ESTRATTO DEL DOCUMENTO -
______________________________

Un retroscena della Cnn racconta la frustrazione di molti dirigenti dell’amministrazione americana, che puntavano a un impatto più forte delle sanzioni sull’economia dell’ex Urss. Ma le entrate garantite dagli idrocarburi hanno permesso a Putin di ritardare il punto di non ritorno. Che però arriverà nel 2023

La domanda se la sono posta in molti, dentro e fuori l’Italia. Ma le sanzioni contro la Russia funzionano oppure no? Formiche.net ha raccontato più volte e con documenti alla mano l’effettivo impatto delle misure intraprese dall’Occidente all’indomani dell’invasione dell’Ucraina sull’economia dell’ex Urss. Pil in picchiata, trasporti paralizzati e un progressivo depauperamento del patrimonio delle principale banche, fino a 25 miliardi di dollari in una manciata di mesi.

Eppure, e anche questo non è un mistero, molti osservatori si aspettavano una vera e propria disintegrazione del tessuto industriale e finanziario delle Federazione. Forse, non era stato messo in conto il non banale apporto di entrate garantite dalla vendita di petrolio e gas a Paesi che con la Russia di affari continuano a farne. Si potrebbe spiegare così una certa delusione che si respira ai piani alti dell’amministrazione americana, con decine di funzionari e dirigenti frustrati dalla mancata dissoluzione dell’economia russa.

Il sentiment è stato catturato dalla Cnn, la quale ha raccontato di come a detta di molte figure apicali dell’amministrazione statunitense, le sanzioni imposte dagli Stati Uniti e in generale dall’Occidente non abbiano prodotto la detonazione sperata. Anzi, i reali effetti si vedranno solo a inizio 2023. “La speranza era che le sanzioni avrebbero soffocato rapidamente la macchina da guerra russa in Ucraina, rendendo difficile per il Cremlino sostenere i suoi sforzi sul campo di battaglia e forse anche rivolgere l’opinione pubblica contro l’invasione”, si legge in un retroscena dell’emittente americana.

______________________________

MATERIALE DATI -

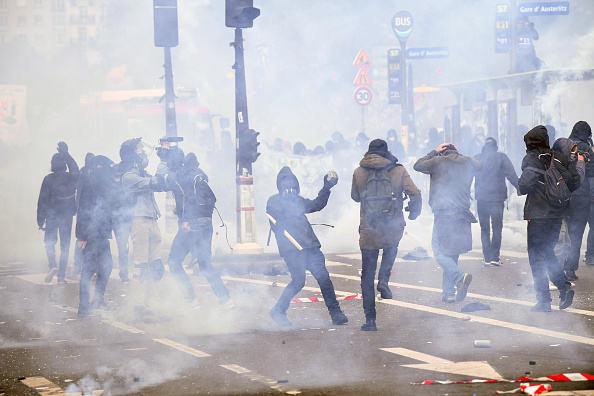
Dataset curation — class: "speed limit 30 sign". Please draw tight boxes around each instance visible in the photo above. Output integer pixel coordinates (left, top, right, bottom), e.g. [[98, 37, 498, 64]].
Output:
[[355, 87, 371, 106]]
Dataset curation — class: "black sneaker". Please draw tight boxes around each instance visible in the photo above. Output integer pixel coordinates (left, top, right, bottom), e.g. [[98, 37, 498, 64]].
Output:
[[565, 270, 579, 281], [361, 319, 377, 331], [377, 281, 392, 300], [456, 272, 472, 302], [268, 309, 293, 327], [530, 302, 551, 312], [330, 309, 349, 325], [559, 286, 575, 309]]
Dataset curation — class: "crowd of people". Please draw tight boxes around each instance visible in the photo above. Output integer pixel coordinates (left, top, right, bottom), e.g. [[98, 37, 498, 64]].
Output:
[[37, 121, 594, 331]]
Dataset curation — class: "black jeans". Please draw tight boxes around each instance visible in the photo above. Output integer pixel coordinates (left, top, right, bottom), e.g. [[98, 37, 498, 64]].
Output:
[[528, 218, 570, 303], [43, 216, 72, 280], [167, 223, 229, 303], [563, 195, 590, 271], [273, 247, 340, 313], [476, 201, 504, 262], [361, 244, 398, 320], [78, 239, 113, 313]]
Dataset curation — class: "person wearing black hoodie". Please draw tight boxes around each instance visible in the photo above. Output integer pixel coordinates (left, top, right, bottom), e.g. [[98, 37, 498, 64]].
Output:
[[351, 139, 422, 331], [474, 137, 519, 267], [266, 166, 348, 326], [414, 143, 483, 303], [562, 121, 594, 281], [37, 142, 80, 283], [518, 125, 580, 312], [76, 155, 115, 317]]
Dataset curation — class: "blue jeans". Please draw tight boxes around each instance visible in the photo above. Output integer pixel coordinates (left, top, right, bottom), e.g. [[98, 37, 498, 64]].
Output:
[[527, 218, 571, 303], [78, 239, 113, 313], [167, 223, 229, 303], [431, 227, 464, 297], [361, 244, 398, 320], [272, 247, 340, 313]]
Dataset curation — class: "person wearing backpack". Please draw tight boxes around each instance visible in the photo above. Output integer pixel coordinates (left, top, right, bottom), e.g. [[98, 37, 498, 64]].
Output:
[[413, 143, 483, 303], [37, 142, 80, 283], [518, 125, 583, 312], [474, 137, 518, 267], [266, 166, 348, 326], [351, 139, 422, 331]]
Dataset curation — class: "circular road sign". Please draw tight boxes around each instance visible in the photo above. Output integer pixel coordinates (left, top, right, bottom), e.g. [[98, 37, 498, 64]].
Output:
[[392, 11, 413, 40], [355, 87, 371, 106]]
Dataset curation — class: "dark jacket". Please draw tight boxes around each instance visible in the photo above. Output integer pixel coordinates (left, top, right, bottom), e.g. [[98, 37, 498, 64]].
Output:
[[569, 121, 594, 196], [37, 153, 80, 228], [518, 125, 580, 220], [266, 166, 330, 257], [351, 153, 421, 250], [474, 140, 518, 201]]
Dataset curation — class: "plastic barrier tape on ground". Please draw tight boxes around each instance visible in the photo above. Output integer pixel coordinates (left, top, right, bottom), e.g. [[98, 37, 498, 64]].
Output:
[[413, 373, 594, 385], [291, 293, 363, 304]]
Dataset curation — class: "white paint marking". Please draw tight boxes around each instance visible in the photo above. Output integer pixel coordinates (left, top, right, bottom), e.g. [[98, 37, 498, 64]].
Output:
[[153, 338, 210, 357], [380, 348, 503, 380]]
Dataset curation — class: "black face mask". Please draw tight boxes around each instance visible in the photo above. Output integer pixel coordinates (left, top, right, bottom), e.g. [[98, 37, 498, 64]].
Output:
[[281, 187, 299, 198]]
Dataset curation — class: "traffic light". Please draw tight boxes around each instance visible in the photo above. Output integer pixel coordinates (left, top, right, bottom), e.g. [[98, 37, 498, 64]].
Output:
[[225, 0, 260, 28], [239, 129, 260, 163], [153, 0, 179, 47]]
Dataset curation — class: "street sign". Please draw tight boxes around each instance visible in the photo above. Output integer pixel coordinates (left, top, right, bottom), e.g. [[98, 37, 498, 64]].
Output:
[[353, 48, 371, 67], [355, 87, 371, 106], [353, 68, 371, 86], [392, 11, 413, 41], [388, 48, 401, 104], [406, 47, 449, 59], [518, 1, 569, 16]]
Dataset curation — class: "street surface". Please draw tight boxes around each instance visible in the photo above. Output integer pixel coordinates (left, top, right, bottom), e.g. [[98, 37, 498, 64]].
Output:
[[0, 229, 594, 395]]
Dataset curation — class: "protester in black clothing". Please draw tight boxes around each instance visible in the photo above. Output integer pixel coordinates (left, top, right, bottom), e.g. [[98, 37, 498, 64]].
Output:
[[74, 153, 95, 275], [518, 125, 580, 312], [76, 155, 115, 317], [37, 142, 80, 283], [266, 166, 348, 326], [474, 138, 518, 267], [562, 121, 594, 281]]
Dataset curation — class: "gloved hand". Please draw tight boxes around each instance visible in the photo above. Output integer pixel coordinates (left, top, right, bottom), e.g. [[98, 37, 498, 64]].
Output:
[[324, 171, 338, 190], [58, 142, 68, 154]]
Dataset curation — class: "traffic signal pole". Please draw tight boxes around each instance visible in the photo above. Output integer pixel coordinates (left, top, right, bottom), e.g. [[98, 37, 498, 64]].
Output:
[[231, 28, 264, 254]]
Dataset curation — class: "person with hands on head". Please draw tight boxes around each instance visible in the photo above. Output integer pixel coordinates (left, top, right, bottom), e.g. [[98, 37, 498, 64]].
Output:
[[37, 142, 80, 283], [351, 139, 423, 331], [413, 143, 483, 303], [266, 166, 348, 326]]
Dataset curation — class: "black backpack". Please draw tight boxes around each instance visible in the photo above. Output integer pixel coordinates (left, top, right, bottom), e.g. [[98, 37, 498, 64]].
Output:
[[361, 169, 398, 220], [525, 153, 571, 209]]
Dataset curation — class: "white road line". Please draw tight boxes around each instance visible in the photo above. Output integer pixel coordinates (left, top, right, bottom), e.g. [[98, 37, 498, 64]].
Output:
[[330, 273, 594, 316], [220, 364, 301, 395], [222, 274, 594, 345], [153, 338, 210, 357]]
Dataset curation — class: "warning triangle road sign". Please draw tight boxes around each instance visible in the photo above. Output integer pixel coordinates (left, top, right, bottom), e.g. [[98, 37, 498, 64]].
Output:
[[353, 48, 371, 67], [353, 68, 371, 85]]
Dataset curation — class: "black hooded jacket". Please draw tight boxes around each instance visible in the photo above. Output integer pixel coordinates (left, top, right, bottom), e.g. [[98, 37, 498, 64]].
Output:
[[569, 121, 594, 196], [266, 166, 330, 257], [474, 139, 519, 201], [518, 125, 580, 220]]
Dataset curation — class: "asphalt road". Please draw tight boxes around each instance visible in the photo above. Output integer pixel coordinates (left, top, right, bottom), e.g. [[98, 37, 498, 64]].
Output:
[[0, 248, 594, 395]]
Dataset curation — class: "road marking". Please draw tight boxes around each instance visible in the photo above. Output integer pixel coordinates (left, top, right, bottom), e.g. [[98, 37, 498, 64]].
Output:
[[330, 273, 594, 316], [220, 364, 301, 395], [153, 338, 210, 357], [222, 274, 594, 345], [380, 348, 503, 380]]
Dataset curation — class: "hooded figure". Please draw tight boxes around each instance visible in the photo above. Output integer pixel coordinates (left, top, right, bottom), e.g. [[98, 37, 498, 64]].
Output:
[[414, 143, 483, 303], [474, 137, 519, 267], [518, 125, 584, 312], [266, 166, 348, 326], [37, 142, 80, 283], [351, 139, 422, 331]]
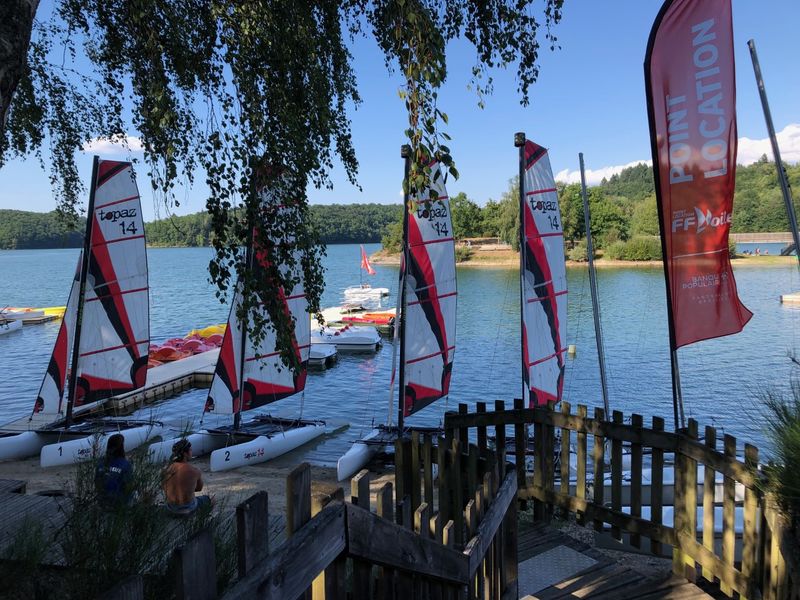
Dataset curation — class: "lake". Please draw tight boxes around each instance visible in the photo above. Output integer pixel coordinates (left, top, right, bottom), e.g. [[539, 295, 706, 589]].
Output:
[[0, 244, 800, 464]]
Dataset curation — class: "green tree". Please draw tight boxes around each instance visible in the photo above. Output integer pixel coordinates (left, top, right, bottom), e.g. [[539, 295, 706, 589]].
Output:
[[0, 0, 563, 364], [450, 192, 483, 240]]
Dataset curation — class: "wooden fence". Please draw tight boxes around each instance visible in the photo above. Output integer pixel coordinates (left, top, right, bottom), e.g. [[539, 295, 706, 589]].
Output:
[[104, 432, 517, 600], [445, 401, 800, 600]]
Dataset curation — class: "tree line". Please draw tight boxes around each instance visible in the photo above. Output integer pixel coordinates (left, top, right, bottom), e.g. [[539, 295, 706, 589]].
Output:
[[383, 156, 800, 260], [0, 156, 800, 251], [0, 204, 402, 250]]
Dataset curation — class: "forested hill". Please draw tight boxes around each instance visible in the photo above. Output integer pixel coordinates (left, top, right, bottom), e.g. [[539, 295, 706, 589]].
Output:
[[0, 209, 86, 250], [0, 204, 401, 250]]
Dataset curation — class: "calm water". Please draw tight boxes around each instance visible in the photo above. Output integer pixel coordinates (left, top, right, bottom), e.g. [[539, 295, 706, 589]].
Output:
[[0, 245, 800, 464]]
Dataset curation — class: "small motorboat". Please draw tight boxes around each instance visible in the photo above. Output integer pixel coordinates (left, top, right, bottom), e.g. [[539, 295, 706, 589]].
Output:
[[308, 344, 337, 369], [311, 325, 381, 352]]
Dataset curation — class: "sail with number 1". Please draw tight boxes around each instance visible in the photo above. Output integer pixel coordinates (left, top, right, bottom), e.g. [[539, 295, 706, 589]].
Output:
[[520, 140, 567, 407], [5, 157, 158, 466]]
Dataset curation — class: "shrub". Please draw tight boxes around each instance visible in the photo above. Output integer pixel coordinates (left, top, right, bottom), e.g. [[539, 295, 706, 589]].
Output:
[[606, 235, 661, 261]]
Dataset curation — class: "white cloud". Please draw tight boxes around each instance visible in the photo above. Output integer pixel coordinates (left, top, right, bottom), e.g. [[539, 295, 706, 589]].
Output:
[[83, 135, 144, 154], [556, 160, 653, 185], [556, 123, 800, 185], [736, 123, 800, 165]]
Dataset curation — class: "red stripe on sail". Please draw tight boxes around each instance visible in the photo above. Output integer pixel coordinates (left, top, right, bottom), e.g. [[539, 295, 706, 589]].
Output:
[[645, 0, 752, 348]]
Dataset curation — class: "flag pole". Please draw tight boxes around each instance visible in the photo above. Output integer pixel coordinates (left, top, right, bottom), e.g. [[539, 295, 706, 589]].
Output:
[[578, 152, 611, 419], [747, 40, 800, 269], [514, 131, 530, 402], [644, 0, 686, 431]]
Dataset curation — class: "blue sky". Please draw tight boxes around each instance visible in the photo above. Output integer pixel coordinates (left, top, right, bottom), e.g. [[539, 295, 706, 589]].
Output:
[[0, 0, 800, 219]]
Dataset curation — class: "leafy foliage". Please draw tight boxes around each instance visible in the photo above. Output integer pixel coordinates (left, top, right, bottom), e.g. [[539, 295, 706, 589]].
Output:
[[0, 0, 563, 364]]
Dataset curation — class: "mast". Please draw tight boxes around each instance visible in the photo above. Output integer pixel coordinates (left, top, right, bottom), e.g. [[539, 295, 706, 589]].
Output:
[[64, 156, 100, 429], [747, 40, 800, 268], [397, 144, 411, 434], [514, 131, 528, 402], [644, 0, 685, 431], [578, 152, 611, 419], [233, 161, 258, 429]]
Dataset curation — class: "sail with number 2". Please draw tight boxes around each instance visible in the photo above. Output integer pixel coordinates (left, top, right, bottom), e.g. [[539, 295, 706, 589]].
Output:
[[521, 141, 567, 407], [400, 163, 457, 416], [205, 191, 311, 414], [34, 159, 150, 415]]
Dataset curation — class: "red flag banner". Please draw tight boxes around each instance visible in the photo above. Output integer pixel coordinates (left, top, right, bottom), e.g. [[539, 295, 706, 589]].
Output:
[[645, 0, 753, 349]]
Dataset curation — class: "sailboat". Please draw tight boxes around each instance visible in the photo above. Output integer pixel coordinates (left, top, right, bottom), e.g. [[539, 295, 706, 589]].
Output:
[[0, 157, 160, 467], [150, 176, 325, 471], [514, 133, 567, 408], [336, 146, 457, 481]]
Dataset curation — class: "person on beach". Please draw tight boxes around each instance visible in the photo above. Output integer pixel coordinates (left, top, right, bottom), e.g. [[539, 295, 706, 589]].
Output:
[[94, 433, 133, 505], [161, 438, 214, 514]]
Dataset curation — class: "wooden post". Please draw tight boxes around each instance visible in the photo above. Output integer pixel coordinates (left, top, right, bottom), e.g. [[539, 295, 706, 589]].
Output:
[[514, 398, 528, 510], [650, 417, 664, 556], [311, 488, 347, 600], [702, 426, 717, 582], [575, 404, 587, 525], [742, 444, 758, 598], [558, 400, 572, 496], [631, 415, 644, 548], [684, 419, 698, 582], [236, 491, 269, 579], [719, 434, 736, 596], [422, 434, 433, 510], [611, 410, 622, 540], [375, 482, 395, 600], [174, 528, 217, 600], [350, 469, 370, 510], [406, 431, 422, 510], [286, 463, 313, 600], [494, 400, 506, 479], [436, 436, 451, 524], [475, 402, 489, 454], [592, 408, 605, 532]]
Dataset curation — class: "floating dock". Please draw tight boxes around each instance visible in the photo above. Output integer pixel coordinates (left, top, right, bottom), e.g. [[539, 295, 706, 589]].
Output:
[[0, 348, 219, 433]]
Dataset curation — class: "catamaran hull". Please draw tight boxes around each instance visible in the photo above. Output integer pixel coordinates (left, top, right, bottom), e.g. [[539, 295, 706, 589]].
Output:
[[336, 429, 384, 481], [39, 425, 164, 468], [147, 430, 227, 463], [210, 422, 325, 471], [0, 431, 49, 461]]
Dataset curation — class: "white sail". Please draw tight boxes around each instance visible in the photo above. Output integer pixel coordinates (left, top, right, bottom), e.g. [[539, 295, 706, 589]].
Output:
[[400, 163, 457, 416], [206, 191, 311, 414], [74, 160, 150, 406], [520, 141, 567, 406]]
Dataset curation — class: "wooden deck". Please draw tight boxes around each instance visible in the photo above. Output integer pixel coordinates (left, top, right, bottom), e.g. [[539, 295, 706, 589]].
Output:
[[519, 524, 713, 600]]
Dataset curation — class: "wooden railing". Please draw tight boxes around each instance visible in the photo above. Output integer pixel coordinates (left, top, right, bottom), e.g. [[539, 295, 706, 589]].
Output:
[[445, 401, 800, 599], [104, 432, 517, 600]]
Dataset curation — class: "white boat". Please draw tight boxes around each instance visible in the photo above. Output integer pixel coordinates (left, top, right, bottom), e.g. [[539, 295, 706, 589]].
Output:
[[159, 176, 324, 471], [336, 159, 457, 481], [344, 283, 389, 308], [30, 157, 153, 466], [311, 325, 381, 352], [308, 344, 337, 369], [0, 315, 22, 335]]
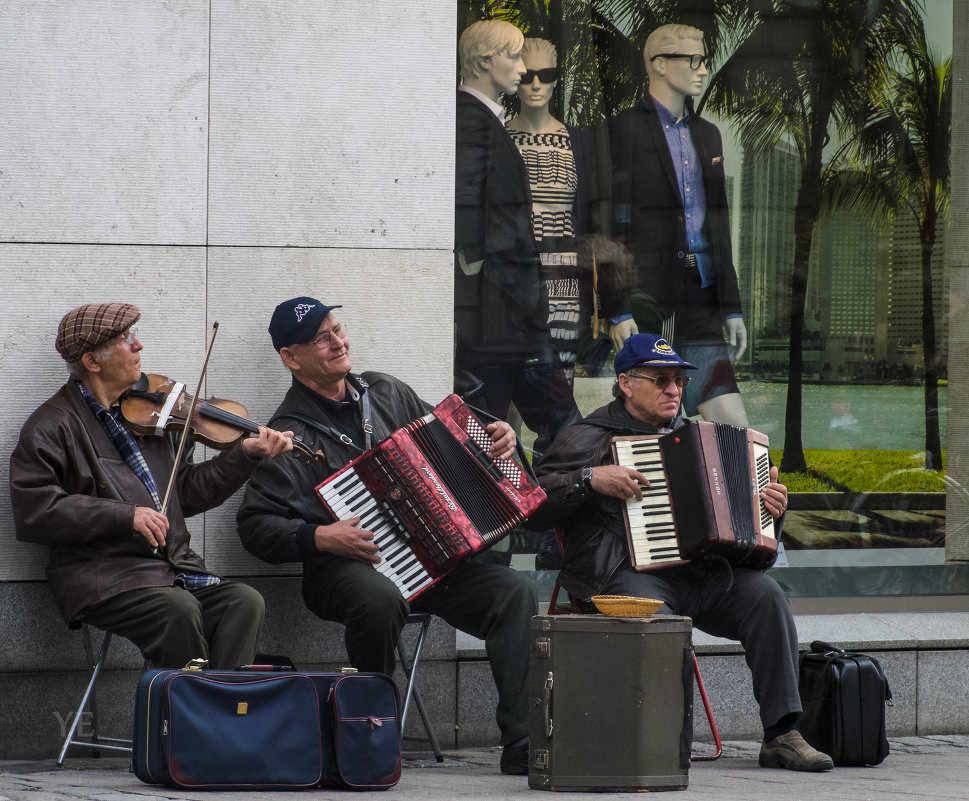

______________________________

I TUOI COMPITI -
1. Riproduci fedelmente il brano dell'estratto sulle sanzioni alla Russia, cominciando da "Eppure, e anche" e proseguendo fino a "dissoluzione dell’economia russa.".
2. Indica se ciascuna affermazione concorda con l'estratto sulle sanzioni alla Russia, rispondendo sì o no e citando alla lettera le parole del testo che lo stabiliscono: (a) molti osservatori si aspettavano la disintegrazione del tessuto industriale e finanziario russo; (b) secondo la Cnn, i reali effetti delle sanzioni si sono già manifestati pienamente nel 2022; (c) le entrate degli idrocarburi hanno permesso a Putin di ritardare il punto di non ritorno.

RISPOSTE ATTESE -
1.
Eppure, e anche questo non è un mistero, molti osservatori si aspettavano una vera e propria disintegrazione del tessuto industriale e finanziario delle Federazione. Forse, non era stato messo in conto il non banale apporto di entrate garantite dalla vendita di petrolio e gas a Paesi che con la Russia di affari continuano a farne. Si potrebbe spiegare così una certa delusione che si respira ai piani alti dell’amministrazione americana, con decine di funzionari e dirigenti frustrati dalla mancata dissoluzione dell’economia russa.

2.
(a) Sì: «molti osservatori si aspettavano una vera e propria disintegrazione del tessuto industriale e finanziario».
(b) No: «i reali effetti si vedranno solo a inizio 2023».
(c) Sì: «le entrate garantite dagli idrocarburi hanno permesso a Putin di ritardare il punto di non ritorno».